Manelle Inaho (born 26 September 2003)  is a French rhythmic gymnast, member of the French national group.

Personal life 
Inaho first tried gymnastics at age three, she now trains for 40 hours per week at the National Institute for Sport, Expertise and Performance [INSEP] in Paris. Her ambition is to be part of the French group that will compete at the Olympic Games 2024. Her sister Nour is also a rhythmic gymnast who has taken part in national competitions in France. Her favourite apparatuses are hoop and clubs. Outside the sporting hall her hobbies are reading, shopping, going to the movies, theatre, opera, listening to music, going for walks. She speaks French, Arabic, English, Russian, Spanish.

Career 
Manelle was included into the national team in 2018 when she was selected for the 2018 European Championships in Guadalajara, she competed with hoop and clubs finishing 69th in the All-Around, 13th with hoop and 14th with clubs. She was affected by injury during the 2019/20 winter and couldn't take part in competitions. In 2021 she entered the rooster of the national team, participating at the World Championships in Kitakyushu, they were 11th in the All-Around, 12th with 3 hoops + 4 clubs and 8th in the final with 5 balls.

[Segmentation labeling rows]
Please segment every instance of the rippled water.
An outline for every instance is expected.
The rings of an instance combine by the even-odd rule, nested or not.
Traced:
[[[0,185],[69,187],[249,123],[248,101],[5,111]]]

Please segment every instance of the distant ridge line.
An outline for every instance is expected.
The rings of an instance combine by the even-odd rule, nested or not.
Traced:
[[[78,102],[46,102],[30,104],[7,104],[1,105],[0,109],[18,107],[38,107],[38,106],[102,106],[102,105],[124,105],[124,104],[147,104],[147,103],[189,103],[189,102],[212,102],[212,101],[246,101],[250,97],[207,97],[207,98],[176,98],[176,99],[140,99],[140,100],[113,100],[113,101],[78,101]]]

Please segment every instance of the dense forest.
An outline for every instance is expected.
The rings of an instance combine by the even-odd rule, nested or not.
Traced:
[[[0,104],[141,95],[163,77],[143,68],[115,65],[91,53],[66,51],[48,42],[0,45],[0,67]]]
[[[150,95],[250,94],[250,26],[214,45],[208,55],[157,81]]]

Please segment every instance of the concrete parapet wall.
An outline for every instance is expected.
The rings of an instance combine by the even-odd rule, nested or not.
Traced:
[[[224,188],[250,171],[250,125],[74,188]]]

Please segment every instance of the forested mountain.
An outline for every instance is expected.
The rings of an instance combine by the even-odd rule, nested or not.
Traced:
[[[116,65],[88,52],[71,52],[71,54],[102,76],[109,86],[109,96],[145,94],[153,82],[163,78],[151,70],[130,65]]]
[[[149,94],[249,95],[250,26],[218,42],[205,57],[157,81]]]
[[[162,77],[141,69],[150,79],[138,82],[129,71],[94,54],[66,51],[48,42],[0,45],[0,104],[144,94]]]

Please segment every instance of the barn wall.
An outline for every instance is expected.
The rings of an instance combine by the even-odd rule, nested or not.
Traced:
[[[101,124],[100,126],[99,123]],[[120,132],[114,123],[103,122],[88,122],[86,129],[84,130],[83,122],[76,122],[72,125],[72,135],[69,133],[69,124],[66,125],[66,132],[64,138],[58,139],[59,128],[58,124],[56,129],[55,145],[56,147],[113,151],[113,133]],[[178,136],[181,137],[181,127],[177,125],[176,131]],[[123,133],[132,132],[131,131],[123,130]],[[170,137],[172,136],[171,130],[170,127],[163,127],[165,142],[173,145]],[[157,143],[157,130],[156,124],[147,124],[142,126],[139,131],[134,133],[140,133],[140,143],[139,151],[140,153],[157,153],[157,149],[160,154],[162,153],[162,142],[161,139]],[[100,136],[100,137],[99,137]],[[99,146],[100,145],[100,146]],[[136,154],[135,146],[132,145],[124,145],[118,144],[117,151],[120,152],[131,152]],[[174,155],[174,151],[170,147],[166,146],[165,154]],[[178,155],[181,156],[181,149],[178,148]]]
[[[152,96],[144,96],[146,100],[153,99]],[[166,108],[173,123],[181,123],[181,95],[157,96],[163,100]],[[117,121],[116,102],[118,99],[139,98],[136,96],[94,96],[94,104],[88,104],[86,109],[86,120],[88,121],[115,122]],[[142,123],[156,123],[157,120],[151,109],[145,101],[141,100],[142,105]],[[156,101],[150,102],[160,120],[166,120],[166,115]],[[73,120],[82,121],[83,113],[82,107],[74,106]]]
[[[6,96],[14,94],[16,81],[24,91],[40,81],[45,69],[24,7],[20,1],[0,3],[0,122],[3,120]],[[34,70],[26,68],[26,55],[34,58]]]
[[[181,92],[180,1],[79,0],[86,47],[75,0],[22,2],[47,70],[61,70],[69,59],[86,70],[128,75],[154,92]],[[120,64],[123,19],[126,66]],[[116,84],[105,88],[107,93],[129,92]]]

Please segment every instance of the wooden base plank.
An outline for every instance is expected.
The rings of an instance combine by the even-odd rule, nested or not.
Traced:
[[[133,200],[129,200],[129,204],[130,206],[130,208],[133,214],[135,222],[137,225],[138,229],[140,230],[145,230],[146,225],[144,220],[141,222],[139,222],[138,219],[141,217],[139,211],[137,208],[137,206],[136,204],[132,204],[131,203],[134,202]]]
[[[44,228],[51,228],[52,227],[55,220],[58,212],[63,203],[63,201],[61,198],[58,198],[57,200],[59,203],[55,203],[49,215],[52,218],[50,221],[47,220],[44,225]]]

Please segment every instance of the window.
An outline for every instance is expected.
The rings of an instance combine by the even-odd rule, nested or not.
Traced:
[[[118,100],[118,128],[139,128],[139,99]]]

---

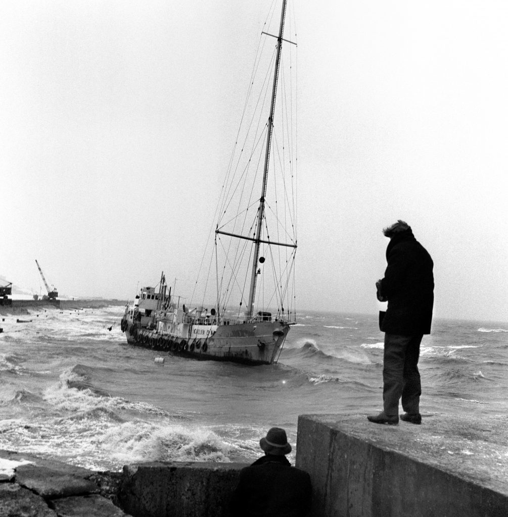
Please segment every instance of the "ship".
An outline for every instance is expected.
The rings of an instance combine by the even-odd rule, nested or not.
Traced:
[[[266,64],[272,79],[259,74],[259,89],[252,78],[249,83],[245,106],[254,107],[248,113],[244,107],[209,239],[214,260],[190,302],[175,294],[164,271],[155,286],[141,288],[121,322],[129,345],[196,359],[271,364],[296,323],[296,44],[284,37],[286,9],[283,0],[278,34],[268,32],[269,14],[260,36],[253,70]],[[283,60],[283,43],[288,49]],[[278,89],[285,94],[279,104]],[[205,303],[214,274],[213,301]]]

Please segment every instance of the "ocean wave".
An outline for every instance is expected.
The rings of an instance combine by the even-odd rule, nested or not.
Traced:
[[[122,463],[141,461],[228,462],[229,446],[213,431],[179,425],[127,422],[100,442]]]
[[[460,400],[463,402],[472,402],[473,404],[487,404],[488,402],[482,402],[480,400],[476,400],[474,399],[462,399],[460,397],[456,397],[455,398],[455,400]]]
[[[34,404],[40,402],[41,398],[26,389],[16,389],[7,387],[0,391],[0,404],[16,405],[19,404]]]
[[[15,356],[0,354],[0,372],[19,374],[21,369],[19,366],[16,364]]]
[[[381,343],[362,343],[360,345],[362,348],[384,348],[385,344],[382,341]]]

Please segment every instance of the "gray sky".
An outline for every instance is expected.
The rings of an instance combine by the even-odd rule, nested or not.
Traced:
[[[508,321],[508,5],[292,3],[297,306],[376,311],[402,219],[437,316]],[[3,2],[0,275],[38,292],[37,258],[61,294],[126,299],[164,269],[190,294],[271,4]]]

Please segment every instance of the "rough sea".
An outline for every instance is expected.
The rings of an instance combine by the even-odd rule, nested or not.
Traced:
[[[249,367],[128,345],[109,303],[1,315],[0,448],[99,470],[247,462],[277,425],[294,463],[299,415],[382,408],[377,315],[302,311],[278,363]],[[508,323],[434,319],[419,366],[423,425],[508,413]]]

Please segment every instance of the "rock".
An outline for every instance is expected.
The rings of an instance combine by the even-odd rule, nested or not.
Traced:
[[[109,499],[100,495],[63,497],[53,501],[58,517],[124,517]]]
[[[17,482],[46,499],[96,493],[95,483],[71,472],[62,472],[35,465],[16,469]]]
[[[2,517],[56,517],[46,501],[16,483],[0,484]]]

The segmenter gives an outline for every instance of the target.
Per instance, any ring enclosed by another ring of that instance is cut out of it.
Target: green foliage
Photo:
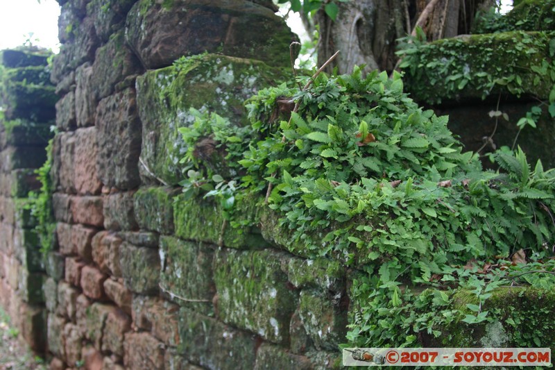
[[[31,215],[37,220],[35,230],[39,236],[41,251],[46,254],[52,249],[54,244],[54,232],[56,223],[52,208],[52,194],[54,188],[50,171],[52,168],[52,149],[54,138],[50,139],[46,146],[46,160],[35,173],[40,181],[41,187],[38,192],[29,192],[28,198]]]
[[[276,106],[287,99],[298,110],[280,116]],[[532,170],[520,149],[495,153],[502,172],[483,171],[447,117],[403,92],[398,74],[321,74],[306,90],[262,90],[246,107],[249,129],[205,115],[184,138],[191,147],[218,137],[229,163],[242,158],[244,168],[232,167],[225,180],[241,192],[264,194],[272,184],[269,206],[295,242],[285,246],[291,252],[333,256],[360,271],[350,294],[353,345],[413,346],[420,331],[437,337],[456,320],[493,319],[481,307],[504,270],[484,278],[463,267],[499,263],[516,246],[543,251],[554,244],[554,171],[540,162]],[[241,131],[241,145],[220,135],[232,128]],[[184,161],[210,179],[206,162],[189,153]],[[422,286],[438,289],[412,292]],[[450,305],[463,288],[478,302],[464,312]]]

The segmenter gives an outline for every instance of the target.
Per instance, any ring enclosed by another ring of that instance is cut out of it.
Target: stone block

---

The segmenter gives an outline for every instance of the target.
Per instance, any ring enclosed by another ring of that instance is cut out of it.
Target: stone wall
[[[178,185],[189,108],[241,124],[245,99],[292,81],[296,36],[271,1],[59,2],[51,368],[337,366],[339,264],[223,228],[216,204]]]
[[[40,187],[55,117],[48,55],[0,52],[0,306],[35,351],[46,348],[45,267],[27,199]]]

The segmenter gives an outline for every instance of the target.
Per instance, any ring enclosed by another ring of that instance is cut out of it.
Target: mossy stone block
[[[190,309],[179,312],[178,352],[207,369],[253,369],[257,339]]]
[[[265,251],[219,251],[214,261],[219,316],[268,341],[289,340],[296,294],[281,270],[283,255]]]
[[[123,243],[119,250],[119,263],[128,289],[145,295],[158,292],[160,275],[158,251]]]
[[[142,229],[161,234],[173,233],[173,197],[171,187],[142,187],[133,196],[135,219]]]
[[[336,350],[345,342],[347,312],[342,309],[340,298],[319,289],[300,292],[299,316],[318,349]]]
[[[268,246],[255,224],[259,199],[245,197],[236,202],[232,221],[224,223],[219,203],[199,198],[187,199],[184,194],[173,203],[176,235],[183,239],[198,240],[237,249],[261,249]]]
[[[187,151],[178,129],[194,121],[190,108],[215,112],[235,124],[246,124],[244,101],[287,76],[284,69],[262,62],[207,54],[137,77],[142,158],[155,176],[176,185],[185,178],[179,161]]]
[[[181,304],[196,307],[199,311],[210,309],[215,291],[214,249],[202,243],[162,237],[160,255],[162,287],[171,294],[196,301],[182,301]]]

## Goal:
Translate this sentence from the passage about Manelle Inaho into Spanish: "Her sister Nour is also a rhythmic gymnast who has taken part in national competitions in France." These rows are separate material and have no connection to the passage about Manelle Inaho.

## The solution:
Su hermana Nour también es gimnasta rítmica y ha participado en competiciones nacionales en Francia.